• [Set task]: Count the lines in the listing below that contain the string "long", matching case exactly, and reply with only that number.

• [Records from a pointing dataset]:
========
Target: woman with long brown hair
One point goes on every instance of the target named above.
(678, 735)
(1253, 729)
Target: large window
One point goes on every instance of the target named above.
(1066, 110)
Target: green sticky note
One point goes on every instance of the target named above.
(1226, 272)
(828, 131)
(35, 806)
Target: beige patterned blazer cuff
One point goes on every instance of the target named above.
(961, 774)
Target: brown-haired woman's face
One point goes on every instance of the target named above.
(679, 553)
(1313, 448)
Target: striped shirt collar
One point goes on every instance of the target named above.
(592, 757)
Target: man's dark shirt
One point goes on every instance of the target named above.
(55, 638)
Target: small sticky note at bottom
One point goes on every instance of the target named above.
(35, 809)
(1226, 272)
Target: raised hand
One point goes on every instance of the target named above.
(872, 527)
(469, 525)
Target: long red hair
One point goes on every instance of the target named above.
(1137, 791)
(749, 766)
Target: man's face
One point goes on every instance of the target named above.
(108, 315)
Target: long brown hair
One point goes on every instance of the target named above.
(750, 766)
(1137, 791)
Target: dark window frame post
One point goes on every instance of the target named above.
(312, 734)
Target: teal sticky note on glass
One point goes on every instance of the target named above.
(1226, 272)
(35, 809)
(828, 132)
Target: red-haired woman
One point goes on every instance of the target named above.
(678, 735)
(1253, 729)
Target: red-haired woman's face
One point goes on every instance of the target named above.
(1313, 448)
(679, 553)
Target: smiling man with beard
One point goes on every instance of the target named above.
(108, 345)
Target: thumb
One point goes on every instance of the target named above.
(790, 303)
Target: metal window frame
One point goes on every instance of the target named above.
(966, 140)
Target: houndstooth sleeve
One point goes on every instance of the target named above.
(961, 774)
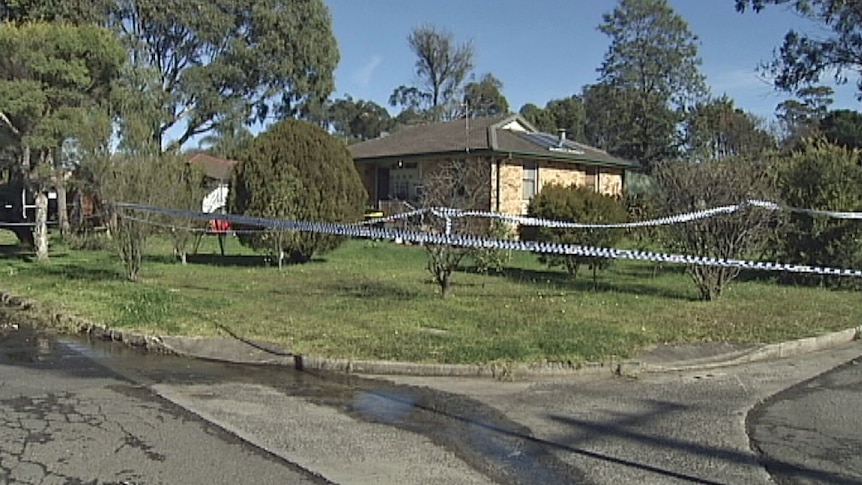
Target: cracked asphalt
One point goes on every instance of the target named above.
(811, 433)
(65, 420)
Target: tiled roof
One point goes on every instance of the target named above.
(450, 136)
(214, 167)
(479, 134)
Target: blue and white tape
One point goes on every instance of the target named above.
(469, 241)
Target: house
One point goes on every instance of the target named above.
(515, 159)
(218, 172)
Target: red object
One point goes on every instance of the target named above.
(219, 226)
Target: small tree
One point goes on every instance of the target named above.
(296, 170)
(822, 177)
(686, 187)
(455, 184)
(138, 180)
(494, 260)
(188, 192)
(575, 204)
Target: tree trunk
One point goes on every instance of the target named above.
(62, 209)
(24, 233)
(41, 226)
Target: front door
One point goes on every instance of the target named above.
(382, 183)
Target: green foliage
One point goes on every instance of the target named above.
(197, 63)
(650, 73)
(188, 190)
(53, 77)
(456, 184)
(688, 187)
(485, 97)
(822, 177)
(296, 171)
(492, 260)
(799, 118)
(152, 181)
(803, 59)
(441, 68)
(357, 120)
(74, 11)
(843, 127)
(559, 114)
(575, 204)
(717, 129)
(538, 117)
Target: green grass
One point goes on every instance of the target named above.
(374, 300)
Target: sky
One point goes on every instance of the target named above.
(549, 49)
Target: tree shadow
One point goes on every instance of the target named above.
(623, 427)
(74, 272)
(16, 251)
(237, 260)
(374, 290)
(626, 429)
(584, 283)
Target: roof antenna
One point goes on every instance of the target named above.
(466, 105)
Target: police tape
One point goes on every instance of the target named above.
(448, 214)
(477, 242)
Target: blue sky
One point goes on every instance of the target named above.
(549, 49)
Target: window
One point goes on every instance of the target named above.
(592, 178)
(531, 179)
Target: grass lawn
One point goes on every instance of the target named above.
(375, 300)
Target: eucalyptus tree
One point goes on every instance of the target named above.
(804, 59)
(653, 68)
(52, 79)
(485, 97)
(195, 64)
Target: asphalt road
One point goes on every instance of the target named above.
(64, 419)
(684, 427)
(812, 432)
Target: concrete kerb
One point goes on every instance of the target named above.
(235, 350)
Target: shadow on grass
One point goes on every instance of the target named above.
(375, 290)
(585, 283)
(80, 273)
(237, 260)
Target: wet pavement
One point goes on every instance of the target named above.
(673, 427)
(347, 429)
(66, 419)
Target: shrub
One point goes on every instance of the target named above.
(296, 171)
(575, 204)
(823, 177)
(689, 187)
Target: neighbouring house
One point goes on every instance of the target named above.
(516, 161)
(218, 172)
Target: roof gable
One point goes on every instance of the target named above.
(504, 134)
(214, 167)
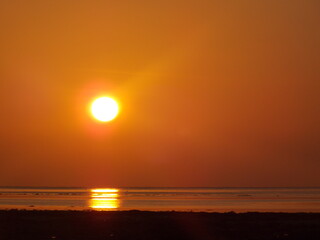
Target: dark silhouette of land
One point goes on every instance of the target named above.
(131, 225)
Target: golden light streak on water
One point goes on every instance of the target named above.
(104, 198)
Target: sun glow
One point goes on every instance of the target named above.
(104, 109)
(104, 199)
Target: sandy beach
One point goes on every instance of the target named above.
(21, 224)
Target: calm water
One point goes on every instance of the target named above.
(178, 199)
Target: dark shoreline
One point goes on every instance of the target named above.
(131, 225)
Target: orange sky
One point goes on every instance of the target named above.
(213, 93)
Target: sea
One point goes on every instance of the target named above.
(163, 199)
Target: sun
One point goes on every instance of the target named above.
(104, 109)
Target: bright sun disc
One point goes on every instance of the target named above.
(104, 109)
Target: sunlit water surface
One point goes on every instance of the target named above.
(164, 199)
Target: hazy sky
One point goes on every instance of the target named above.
(212, 93)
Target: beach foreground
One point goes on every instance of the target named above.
(21, 224)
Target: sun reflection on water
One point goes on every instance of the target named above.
(104, 198)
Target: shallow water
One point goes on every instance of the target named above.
(164, 199)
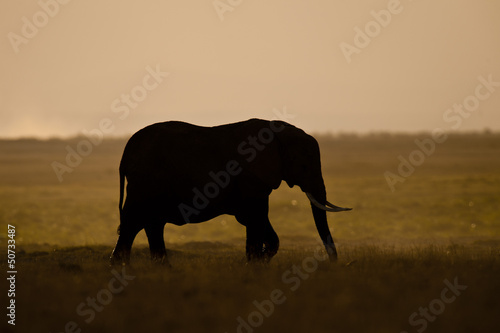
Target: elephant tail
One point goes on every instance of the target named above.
(122, 190)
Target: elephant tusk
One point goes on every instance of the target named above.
(331, 208)
(338, 209)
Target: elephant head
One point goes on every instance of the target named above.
(302, 167)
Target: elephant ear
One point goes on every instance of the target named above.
(265, 169)
(296, 154)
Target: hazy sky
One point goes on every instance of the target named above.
(246, 58)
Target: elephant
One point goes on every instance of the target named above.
(182, 173)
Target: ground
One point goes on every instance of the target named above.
(420, 255)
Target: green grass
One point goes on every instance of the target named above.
(395, 248)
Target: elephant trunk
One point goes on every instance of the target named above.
(321, 221)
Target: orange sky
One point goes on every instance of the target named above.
(74, 69)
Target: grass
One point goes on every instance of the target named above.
(396, 249)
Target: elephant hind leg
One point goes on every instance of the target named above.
(154, 232)
(271, 242)
(121, 253)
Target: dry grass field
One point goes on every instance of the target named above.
(422, 256)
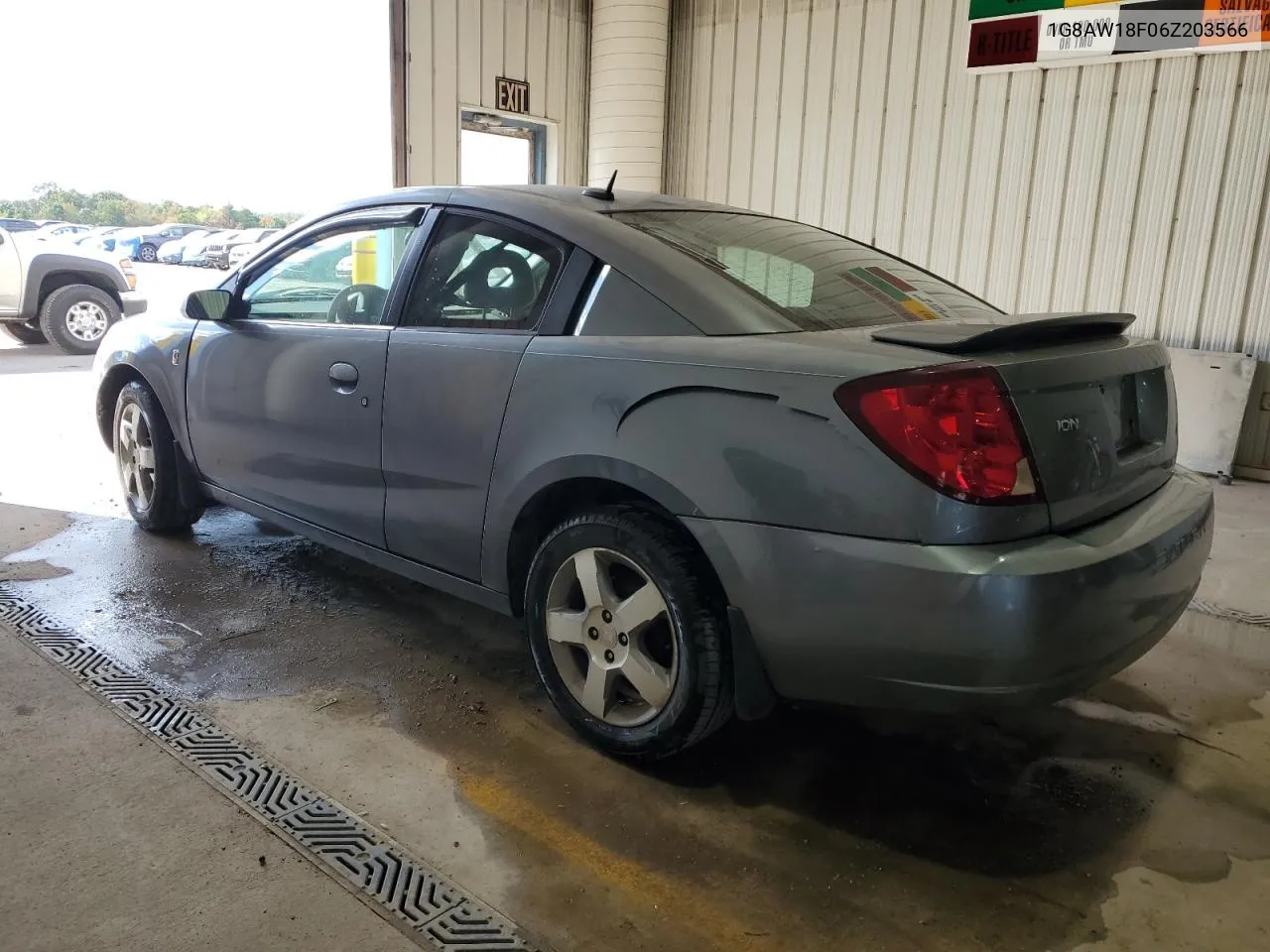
========
• [Expected output]: 3